## TASK OBJECTIVE
The first line of the entries through the line bearing "Target: decorative pot": copy these lines exactly and return nothing else.

** Opening DATA RECORDS block **

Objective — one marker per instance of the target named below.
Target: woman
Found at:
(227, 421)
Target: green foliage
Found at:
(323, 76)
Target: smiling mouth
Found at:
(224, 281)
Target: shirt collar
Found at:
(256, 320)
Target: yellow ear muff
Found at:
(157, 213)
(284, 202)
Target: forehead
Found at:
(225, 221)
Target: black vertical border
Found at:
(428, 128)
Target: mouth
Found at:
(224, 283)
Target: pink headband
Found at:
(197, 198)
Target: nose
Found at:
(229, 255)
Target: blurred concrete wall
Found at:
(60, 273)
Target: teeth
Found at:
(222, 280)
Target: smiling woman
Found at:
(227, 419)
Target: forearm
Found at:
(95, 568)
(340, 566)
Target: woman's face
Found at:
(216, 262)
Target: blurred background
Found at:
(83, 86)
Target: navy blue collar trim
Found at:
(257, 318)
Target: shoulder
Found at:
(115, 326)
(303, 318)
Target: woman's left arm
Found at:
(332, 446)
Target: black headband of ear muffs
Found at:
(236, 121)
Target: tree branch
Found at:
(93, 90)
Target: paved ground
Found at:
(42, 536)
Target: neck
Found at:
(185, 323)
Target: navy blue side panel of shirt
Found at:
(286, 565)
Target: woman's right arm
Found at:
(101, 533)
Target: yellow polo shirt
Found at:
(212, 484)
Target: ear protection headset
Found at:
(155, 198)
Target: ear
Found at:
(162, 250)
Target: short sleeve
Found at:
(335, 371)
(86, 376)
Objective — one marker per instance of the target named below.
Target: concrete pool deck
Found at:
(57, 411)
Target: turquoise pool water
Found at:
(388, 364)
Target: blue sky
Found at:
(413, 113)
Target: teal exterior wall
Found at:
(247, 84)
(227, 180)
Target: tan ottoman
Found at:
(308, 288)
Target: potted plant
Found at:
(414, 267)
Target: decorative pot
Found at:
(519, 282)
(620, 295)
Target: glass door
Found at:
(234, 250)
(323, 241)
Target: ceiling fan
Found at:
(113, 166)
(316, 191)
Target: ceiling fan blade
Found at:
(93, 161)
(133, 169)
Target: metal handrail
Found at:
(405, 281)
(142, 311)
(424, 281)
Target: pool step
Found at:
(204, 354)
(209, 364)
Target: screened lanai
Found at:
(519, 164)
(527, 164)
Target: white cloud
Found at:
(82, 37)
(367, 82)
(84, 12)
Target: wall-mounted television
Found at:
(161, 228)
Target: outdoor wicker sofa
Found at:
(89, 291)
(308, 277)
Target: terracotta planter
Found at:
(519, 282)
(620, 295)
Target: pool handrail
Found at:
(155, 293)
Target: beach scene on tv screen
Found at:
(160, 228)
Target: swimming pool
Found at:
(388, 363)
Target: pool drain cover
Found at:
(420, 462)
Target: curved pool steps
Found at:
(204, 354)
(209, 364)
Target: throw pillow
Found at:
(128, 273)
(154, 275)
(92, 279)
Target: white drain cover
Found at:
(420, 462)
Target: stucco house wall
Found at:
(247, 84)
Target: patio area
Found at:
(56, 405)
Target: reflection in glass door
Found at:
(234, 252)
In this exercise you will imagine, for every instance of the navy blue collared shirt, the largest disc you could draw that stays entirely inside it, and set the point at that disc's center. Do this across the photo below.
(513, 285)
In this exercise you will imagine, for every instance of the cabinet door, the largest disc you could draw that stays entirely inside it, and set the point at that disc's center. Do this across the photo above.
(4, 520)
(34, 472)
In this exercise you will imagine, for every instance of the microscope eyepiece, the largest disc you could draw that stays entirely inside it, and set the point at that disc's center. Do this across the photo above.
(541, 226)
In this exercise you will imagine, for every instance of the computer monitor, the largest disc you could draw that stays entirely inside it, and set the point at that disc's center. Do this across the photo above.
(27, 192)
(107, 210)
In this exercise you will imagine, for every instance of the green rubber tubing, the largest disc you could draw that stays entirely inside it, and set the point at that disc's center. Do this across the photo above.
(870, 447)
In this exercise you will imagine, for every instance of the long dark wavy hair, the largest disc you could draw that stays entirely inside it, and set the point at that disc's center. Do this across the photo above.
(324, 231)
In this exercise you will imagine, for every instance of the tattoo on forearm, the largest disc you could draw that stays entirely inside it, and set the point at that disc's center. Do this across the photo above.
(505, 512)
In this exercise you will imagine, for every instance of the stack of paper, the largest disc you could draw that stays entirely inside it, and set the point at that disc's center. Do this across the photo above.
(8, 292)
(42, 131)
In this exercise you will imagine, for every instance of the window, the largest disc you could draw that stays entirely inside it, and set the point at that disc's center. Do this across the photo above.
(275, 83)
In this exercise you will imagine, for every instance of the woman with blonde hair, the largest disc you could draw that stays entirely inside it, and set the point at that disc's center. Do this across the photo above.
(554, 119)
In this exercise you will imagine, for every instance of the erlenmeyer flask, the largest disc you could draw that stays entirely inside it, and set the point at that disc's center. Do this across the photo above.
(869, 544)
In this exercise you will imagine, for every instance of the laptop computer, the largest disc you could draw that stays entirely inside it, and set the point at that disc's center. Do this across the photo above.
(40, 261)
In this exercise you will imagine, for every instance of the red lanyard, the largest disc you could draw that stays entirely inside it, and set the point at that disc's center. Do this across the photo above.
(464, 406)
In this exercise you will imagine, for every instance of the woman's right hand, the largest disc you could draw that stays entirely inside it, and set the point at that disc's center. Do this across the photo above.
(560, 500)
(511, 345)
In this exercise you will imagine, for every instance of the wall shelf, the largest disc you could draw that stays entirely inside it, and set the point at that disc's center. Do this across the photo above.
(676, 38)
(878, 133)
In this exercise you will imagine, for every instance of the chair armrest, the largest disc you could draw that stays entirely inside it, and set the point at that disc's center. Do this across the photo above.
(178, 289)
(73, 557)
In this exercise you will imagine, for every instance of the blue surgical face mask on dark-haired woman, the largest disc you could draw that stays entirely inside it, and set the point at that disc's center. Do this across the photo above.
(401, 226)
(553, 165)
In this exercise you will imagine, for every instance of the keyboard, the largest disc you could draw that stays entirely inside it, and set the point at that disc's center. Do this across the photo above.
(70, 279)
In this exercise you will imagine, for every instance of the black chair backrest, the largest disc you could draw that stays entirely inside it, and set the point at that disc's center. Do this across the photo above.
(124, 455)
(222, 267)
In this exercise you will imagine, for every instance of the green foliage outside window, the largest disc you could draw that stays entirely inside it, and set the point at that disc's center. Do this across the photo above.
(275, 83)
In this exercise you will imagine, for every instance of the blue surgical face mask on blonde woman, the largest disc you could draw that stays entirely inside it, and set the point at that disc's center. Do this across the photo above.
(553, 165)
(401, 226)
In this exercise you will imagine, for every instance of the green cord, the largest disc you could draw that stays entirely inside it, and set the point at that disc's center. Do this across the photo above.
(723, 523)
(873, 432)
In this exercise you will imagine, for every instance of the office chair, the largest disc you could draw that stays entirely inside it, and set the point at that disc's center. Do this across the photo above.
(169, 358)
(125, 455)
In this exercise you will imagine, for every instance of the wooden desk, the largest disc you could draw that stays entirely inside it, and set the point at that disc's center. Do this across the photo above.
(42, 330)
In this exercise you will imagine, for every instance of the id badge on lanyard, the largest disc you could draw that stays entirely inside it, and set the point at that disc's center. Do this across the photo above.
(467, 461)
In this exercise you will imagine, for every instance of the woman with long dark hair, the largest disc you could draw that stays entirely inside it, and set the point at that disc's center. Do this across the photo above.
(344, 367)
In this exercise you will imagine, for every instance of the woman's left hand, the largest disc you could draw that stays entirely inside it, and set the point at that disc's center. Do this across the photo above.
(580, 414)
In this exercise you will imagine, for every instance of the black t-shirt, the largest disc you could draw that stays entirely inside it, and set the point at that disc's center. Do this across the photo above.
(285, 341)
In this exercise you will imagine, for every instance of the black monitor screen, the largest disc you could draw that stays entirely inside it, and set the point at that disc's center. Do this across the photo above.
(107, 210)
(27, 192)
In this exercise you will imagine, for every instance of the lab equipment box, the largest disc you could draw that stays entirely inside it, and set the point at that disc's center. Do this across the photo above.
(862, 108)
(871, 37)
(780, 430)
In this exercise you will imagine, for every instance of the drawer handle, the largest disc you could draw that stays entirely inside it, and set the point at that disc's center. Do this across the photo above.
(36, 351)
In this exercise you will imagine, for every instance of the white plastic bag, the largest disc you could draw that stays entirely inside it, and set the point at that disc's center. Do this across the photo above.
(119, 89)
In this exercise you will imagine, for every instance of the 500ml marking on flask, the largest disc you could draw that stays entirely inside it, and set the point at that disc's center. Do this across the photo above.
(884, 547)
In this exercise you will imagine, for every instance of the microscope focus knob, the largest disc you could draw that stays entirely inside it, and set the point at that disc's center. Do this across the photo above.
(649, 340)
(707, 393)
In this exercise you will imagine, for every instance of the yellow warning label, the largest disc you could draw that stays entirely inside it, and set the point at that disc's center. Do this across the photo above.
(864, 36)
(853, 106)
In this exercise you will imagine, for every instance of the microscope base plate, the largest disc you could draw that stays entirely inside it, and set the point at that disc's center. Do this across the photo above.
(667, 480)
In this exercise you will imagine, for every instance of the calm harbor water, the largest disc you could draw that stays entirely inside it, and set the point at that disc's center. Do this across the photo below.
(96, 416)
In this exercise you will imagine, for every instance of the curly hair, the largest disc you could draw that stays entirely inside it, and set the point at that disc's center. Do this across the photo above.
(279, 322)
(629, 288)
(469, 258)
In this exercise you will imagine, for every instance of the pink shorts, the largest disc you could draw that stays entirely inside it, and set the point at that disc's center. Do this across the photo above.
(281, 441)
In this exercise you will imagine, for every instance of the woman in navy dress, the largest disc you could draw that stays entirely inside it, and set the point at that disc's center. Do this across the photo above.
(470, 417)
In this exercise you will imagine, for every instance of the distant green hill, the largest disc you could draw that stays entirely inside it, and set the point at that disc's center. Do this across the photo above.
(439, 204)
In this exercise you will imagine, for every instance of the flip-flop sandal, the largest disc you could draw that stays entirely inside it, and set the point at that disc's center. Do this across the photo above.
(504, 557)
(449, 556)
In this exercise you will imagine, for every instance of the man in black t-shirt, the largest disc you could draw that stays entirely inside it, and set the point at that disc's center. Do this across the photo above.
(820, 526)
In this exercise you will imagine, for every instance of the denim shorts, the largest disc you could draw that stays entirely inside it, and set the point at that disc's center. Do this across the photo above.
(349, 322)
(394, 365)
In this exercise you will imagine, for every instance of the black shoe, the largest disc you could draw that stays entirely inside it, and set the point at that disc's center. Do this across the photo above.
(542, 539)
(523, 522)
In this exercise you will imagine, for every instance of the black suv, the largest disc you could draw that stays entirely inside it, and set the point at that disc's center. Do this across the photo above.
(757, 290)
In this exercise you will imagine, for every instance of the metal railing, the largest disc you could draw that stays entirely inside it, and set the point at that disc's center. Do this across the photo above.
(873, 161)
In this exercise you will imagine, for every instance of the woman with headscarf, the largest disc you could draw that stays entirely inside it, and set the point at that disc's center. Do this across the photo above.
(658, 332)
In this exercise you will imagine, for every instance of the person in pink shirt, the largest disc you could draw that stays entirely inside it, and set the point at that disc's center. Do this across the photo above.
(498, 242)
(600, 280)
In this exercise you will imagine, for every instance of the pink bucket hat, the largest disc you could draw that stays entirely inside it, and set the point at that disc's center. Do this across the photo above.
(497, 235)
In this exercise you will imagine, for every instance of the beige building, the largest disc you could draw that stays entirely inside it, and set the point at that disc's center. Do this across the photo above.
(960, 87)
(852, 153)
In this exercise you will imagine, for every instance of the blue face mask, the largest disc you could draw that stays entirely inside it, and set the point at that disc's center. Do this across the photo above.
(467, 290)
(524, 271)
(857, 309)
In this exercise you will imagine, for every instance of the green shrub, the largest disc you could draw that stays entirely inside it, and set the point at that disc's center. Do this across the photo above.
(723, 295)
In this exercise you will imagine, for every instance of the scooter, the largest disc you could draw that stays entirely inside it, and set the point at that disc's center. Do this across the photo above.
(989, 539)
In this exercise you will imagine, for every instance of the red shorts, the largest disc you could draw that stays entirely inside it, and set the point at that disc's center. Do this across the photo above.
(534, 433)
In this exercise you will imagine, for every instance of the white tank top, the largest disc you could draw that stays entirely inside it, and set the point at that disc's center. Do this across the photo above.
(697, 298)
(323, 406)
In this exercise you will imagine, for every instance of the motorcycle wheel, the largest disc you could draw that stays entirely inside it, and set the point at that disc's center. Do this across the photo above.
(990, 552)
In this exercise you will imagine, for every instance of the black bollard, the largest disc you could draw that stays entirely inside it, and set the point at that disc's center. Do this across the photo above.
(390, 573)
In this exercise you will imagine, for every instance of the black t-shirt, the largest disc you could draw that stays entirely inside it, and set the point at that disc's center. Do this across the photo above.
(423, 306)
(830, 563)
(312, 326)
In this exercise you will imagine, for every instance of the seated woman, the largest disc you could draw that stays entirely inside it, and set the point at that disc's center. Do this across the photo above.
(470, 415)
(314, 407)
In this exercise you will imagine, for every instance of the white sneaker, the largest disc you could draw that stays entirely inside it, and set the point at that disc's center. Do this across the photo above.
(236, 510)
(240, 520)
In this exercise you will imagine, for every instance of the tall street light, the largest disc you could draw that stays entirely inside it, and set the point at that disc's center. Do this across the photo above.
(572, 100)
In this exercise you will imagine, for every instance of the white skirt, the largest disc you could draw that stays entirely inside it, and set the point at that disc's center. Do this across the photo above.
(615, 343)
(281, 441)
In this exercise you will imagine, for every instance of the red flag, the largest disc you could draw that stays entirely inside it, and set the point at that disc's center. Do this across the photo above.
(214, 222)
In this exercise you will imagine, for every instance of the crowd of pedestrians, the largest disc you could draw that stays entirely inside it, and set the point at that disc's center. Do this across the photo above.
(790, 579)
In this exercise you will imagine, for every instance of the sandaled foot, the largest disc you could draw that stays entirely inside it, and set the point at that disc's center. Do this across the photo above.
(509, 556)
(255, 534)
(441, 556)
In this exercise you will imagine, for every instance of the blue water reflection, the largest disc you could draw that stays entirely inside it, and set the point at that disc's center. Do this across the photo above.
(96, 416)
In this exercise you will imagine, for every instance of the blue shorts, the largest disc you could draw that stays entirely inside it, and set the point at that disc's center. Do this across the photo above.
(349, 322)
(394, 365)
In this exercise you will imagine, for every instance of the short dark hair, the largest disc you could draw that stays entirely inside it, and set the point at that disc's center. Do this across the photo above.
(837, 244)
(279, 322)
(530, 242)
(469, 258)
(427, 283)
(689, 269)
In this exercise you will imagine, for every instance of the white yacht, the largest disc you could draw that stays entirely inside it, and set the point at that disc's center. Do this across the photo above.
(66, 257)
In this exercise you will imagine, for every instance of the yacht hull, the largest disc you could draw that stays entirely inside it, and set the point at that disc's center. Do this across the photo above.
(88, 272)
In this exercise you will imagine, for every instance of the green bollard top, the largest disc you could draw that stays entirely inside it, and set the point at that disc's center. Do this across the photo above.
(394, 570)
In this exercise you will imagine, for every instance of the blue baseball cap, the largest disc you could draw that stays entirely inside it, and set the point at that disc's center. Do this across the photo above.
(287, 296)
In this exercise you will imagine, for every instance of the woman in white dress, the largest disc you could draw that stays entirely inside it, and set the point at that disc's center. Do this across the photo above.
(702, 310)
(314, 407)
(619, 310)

** Closing DATA RECORDS block **

## RESPONSE AREA
Objective — one marker per instance of the target named below.
Target: woman
Found at:
(227, 421)
Target: green foliage
Found at:
(323, 76)
Target: smiling mouth
Found at:
(224, 281)
Target: shirt collar
Found at:
(256, 320)
Target: yellow ear muff
Found at:
(157, 213)
(284, 202)
Target: forehead
Found at:
(225, 221)
Target: black vertical border
Found at:
(428, 128)
Target: mouth
Found at:
(224, 283)
Target: pink headband
Found at:
(197, 198)
Target: nose
Found at:
(229, 255)
Target: blurred concrete wall
Found at:
(60, 273)
Target: teeth
Found at:
(222, 280)
Target: smiling woman
Found at:
(227, 419)
Target: forearm
Found at:
(95, 568)
(340, 566)
Target: woman's face
Found at:
(216, 262)
Target: blurred background
Found at:
(83, 86)
Target: navy blue collar trim
Found at:
(257, 318)
Target: shoulder
Found at:
(115, 326)
(303, 318)
Target: woman's left arm
Found at:
(332, 446)
Target: black headband of ear muffs
Found at:
(236, 121)
Target: tree branch
Found at:
(93, 90)
Target: paved ground
Found at:
(42, 536)
Target: neck
Found at:
(185, 323)
Target: navy blue side panel of shirt
Found at:
(286, 565)
Target: woman's right arm
Found at:
(101, 533)
Target: yellow polo shirt
Found at:
(212, 484)
Target: ear protection headset
Found at:
(155, 198)
Target: ear
Found at:
(162, 250)
Target: short sleeve
Found at:
(335, 371)
(86, 376)
Objective — one marker per instance of the target named below.
Target: concrete pool deck
Found at:
(57, 411)
Target: turquoise pool water
Found at:
(388, 364)
Target: blue sky
Found at:
(413, 113)
Target: teal exterior wall
Found at:
(247, 84)
(227, 180)
Target: tan ottoman
Found at:
(308, 288)
Target: potted plant
Found at:
(414, 267)
Target: decorative pot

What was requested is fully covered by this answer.